[WHAT YOU NEED TO DO] Show every line below that contains the string "part". Case counts.

[MATERIAL SUPPLIED]
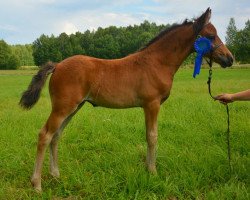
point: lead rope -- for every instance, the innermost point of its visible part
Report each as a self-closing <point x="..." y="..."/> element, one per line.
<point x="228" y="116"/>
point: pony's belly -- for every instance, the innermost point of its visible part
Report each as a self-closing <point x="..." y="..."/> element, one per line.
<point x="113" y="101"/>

...

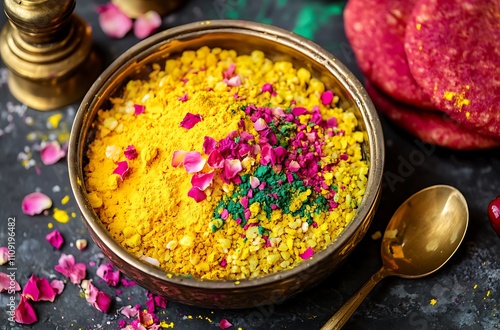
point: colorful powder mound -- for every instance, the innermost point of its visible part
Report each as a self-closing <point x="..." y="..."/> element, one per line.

[EXPECTED ANSWER]
point: lead rope -- for every instance, the innermost point of its visible part
point: pony's belly -- for every instance, the innermost point of its visible part
point: colorful powder mound -- for every instance, the innermost point of its visible part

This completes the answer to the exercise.